[begin Given data]
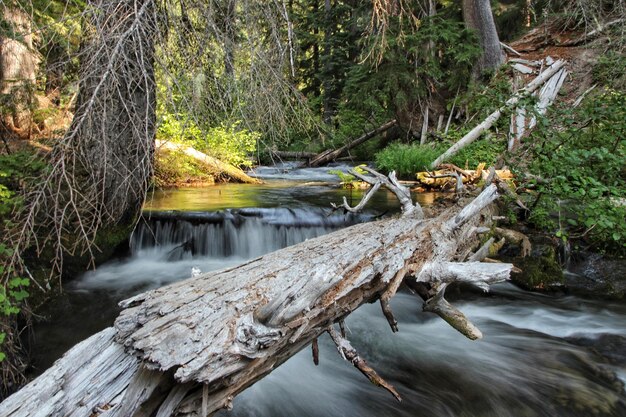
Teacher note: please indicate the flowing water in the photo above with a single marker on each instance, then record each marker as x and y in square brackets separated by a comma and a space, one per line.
[541, 355]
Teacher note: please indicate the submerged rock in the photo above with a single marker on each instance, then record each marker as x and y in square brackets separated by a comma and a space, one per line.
[539, 271]
[598, 276]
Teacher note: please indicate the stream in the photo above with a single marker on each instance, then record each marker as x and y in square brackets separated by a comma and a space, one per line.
[541, 355]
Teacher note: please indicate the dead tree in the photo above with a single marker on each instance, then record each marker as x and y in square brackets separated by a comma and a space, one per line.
[330, 155]
[18, 70]
[189, 348]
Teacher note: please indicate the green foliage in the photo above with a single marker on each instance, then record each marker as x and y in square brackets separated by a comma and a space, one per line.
[348, 180]
[438, 54]
[229, 143]
[177, 168]
[17, 171]
[406, 160]
[609, 70]
[583, 163]
[481, 100]
[481, 151]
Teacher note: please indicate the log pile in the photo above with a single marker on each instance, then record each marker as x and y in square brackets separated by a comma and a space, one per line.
[553, 70]
[331, 155]
[189, 348]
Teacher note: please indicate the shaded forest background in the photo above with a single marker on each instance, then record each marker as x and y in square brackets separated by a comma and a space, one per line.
[86, 87]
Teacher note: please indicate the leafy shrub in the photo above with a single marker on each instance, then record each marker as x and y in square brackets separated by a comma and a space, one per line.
[482, 151]
[229, 143]
[582, 164]
[406, 160]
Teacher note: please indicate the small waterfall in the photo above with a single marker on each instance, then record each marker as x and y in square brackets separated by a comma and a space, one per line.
[243, 233]
[168, 245]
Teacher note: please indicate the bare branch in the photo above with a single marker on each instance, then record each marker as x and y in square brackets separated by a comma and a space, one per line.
[350, 354]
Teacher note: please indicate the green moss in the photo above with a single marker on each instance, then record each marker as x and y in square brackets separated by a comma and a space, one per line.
[176, 169]
[540, 271]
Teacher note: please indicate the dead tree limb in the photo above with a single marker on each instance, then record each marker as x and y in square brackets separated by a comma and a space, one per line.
[192, 346]
[293, 155]
[350, 354]
[330, 155]
[486, 124]
[211, 162]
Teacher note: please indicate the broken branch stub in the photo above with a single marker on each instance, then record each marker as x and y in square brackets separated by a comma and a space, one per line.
[192, 346]
[392, 184]
[350, 354]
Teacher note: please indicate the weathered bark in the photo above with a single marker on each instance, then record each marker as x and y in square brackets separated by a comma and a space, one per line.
[521, 122]
[486, 124]
[18, 70]
[214, 164]
[192, 346]
[330, 155]
[478, 16]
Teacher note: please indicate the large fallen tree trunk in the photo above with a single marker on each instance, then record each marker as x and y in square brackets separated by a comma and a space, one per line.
[486, 124]
[214, 164]
[330, 155]
[189, 348]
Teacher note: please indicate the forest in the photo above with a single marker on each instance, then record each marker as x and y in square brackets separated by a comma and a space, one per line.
[105, 104]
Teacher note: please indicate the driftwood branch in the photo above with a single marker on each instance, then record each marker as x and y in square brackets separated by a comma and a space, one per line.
[486, 124]
[212, 163]
[189, 348]
[330, 155]
[350, 354]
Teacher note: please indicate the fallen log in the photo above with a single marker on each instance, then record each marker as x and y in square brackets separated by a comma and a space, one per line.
[293, 154]
[330, 155]
[486, 124]
[189, 348]
[214, 164]
[521, 122]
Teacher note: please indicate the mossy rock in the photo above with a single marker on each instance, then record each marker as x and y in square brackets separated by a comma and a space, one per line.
[539, 271]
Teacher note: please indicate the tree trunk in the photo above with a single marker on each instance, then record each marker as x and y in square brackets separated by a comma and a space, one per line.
[214, 164]
[18, 70]
[478, 16]
[330, 155]
[189, 348]
[229, 29]
[327, 72]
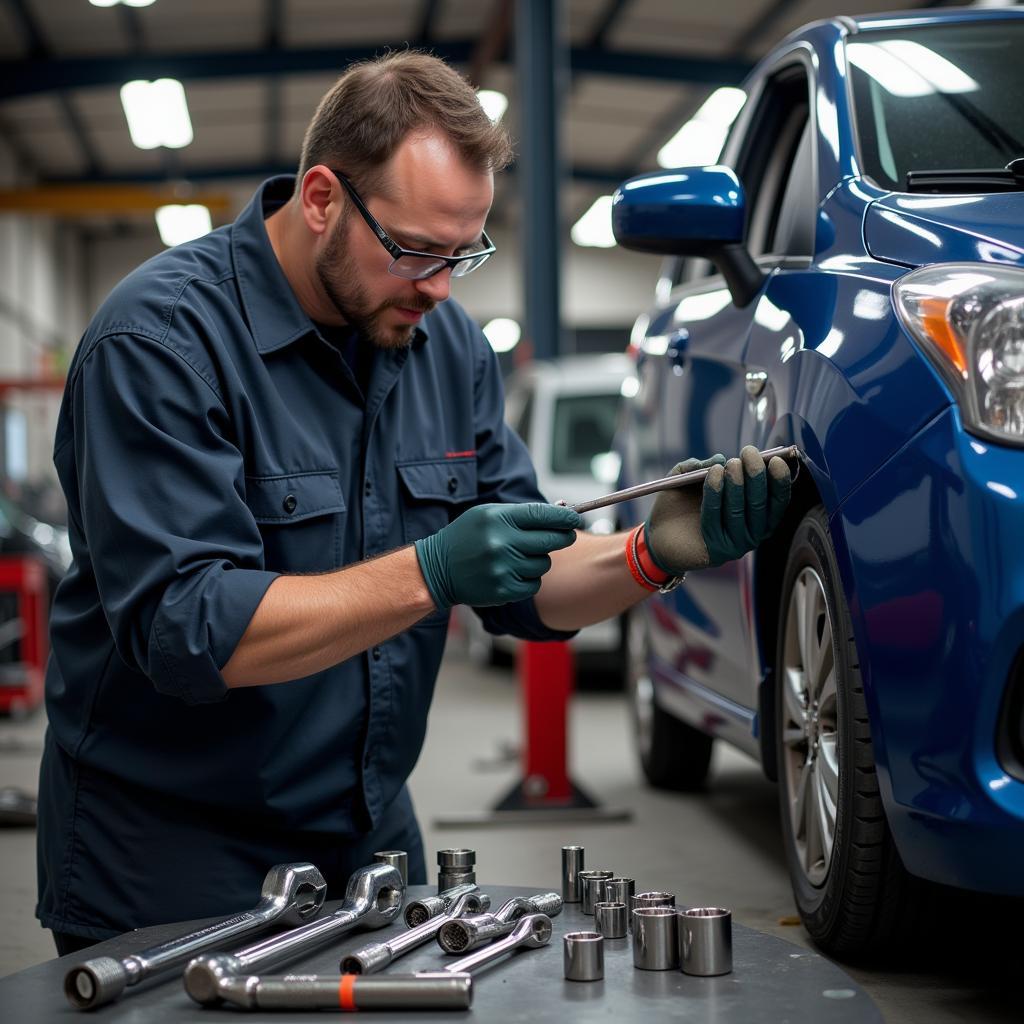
[end Given data]
-- What the task asks --
Render the material above as a Markdown table with the columns Row and Text, giving each line its own numbered row and omitting blank lines. Leave the pictures out of the answer.

-- Exercise response --
| Row | Text |
|---|---|
| 1 | Teacher note: please indicate the flowing water in the photo above with a single marker on each instance, then record each marker as x and y in square brackets separated by a comma and a space, one per line. |
| 2 | [541, 355] |
| 3 | Teacher note: please indicate the submerged rock in the photo above with a single marker on each instance, then record each marker as x and y in square brackets separated by a comma and a space, one per line. |
| 4 | [539, 271] |
| 5 | [598, 276] |
| 6 | Teacher note: please indicate the stream in the photo above with a single marker on each instance, then record each marker as x and y in square brackets separated by a comma and a space, one per line. |
| 7 | [541, 355] |
| 8 | Teacher note: please indicate the dead tree in the photo above with a single marker on each instance, then record each marker as x and y in square brackets separated by a comma and a space, one per line. |
| 9 | [330, 155] |
| 10 | [18, 70] |
| 11 | [189, 348] |
| 12 | Teacher note: please indicate the green foliage in the photo above with a single marker on each instance, then record each marker as x and y in square brackets separated by a comma and a space, one per line. |
| 13 | [348, 180] |
| 14 | [438, 54] |
| 15 | [229, 143] |
| 16 | [177, 168] |
| 17 | [17, 171] |
| 18 | [406, 160] |
| 19 | [609, 70] |
| 20 | [583, 163] |
| 21 | [481, 100] |
| 22 | [481, 151] |
| 23 | Teacher note: please indicate the log pile in the photo above with a single marker on each instance, then record each marker as x and y in square brackets separated by a comma and a space, one per line. |
| 24 | [553, 70] |
| 25 | [331, 155] |
| 26 | [189, 348] |
| 27 | Teacher note: please indicate the shaded forest background in the photo above with a single marker on each instance, then record each marker as x and y in square brackets separated by a comma and a space, one per line. |
| 28 | [86, 87] |
| 29 | Teacher note: please indicate the leafy shrub in the photo above with a single marker on each instance, then record each marker as x and y in square brackets separated by a comma and a space, one per line. |
| 30 | [482, 151] |
| 31 | [229, 143] |
| 32 | [582, 164] |
| 33 | [406, 160] |
| 34 | Teacher note: please indicate the small waterfall in the photo above with a single marker on each instance, then record each marker as x and y in square brackets separated by a comma and a space, one per line. |
| 35 | [243, 233] |
| 36 | [168, 245] |
| 37 | Teacher note: please indicate the bare branch in the photo above with a single marker on each instance, then record each marker as x and y in square brackets separated by a comma and a space, one per line. |
| 38 | [350, 354] |
| 39 | Teacher note: please indicate the green moss in the photo above with a single marker on each instance, then record each marker as x and y in square brackets separated by a comma and a space, one per line. |
| 40 | [176, 169] |
| 41 | [540, 271] |
| 42 | Teacher note: please indicate the dead tree limb in the photo above with a single marker on each instance, then record each marker as x and y in square brackets separated by a comma and a space, one per line. |
| 43 | [192, 346] |
| 44 | [293, 155] |
| 45 | [350, 354] |
| 46 | [330, 155] |
| 47 | [486, 124] |
| 48 | [211, 162] |
| 49 | Teacher note: please indicate the broken branch stub in the photo above with a single marker on each instance, then record each marker as x and y in square brackets separated by a comma and a space, one per line. |
| 50 | [192, 346] |
| 51 | [392, 184] |
| 52 | [350, 354] |
| 53 | Teacher note: please indicate the weathered bark in the photo above with a single marker on each instance, then record each marker as x and y in square brackets separated by a comma and a space, one per line. |
| 54 | [521, 122] |
| 55 | [486, 124] |
| 56 | [18, 70] |
| 57 | [214, 164] |
| 58 | [192, 346] |
| 59 | [330, 155] |
| 60 | [478, 16] |
| 61 | Teacher note: please indicate the large fallen tree trunk in the photo above with a single marker on each instance, then record each marker as x and y in square brackets separated by a comma and a space, one per line. |
| 62 | [486, 124] |
| 63 | [214, 164] |
| 64 | [330, 155] |
| 65 | [189, 348] |
| 66 | Teacher note: please indicate the forest in the photo above with a single marker on each instance, then record each marker as x and y in square brackets separated by a comma and a space, one per line. |
| 67 | [105, 104] |
| 68 | Teacher note: please indicate the driftwood branch in the photo above with a single marker on each instance, then record each marker as x and y in square brackets separated by a comma and a space, one per line. |
| 69 | [486, 124] |
| 70 | [212, 163] |
| 71 | [189, 348] |
| 72 | [330, 155] |
| 73 | [350, 354] |
| 74 | Teacher note: please indicate the fallen log in the photo above with a single marker on each instance, then record each marker as x and y in square brackets separated by a comma and a space, one per line. |
| 75 | [293, 154] |
| 76 | [330, 155] |
| 77 | [486, 124] |
| 78 | [189, 348] |
| 79 | [214, 164] |
| 80 | [521, 122] |
| 81 | Teacher note: please indicate the mossy rock in the photo above with a single marker on each instance, then record each marker as x and y in square brackets separated by a comma and a space, one per line. |
| 82 | [539, 271] |
| 83 | Teacher note: please indicate the tree trunk in the photo above with a single marker on each instance, then record each marker as x and y in square brackets separated by a comma and a space, one per line. |
| 84 | [214, 164] |
| 85 | [18, 70] |
| 86 | [478, 16] |
| 87 | [330, 155] |
| 88 | [189, 348] |
| 89 | [229, 29] |
| 90 | [327, 72] |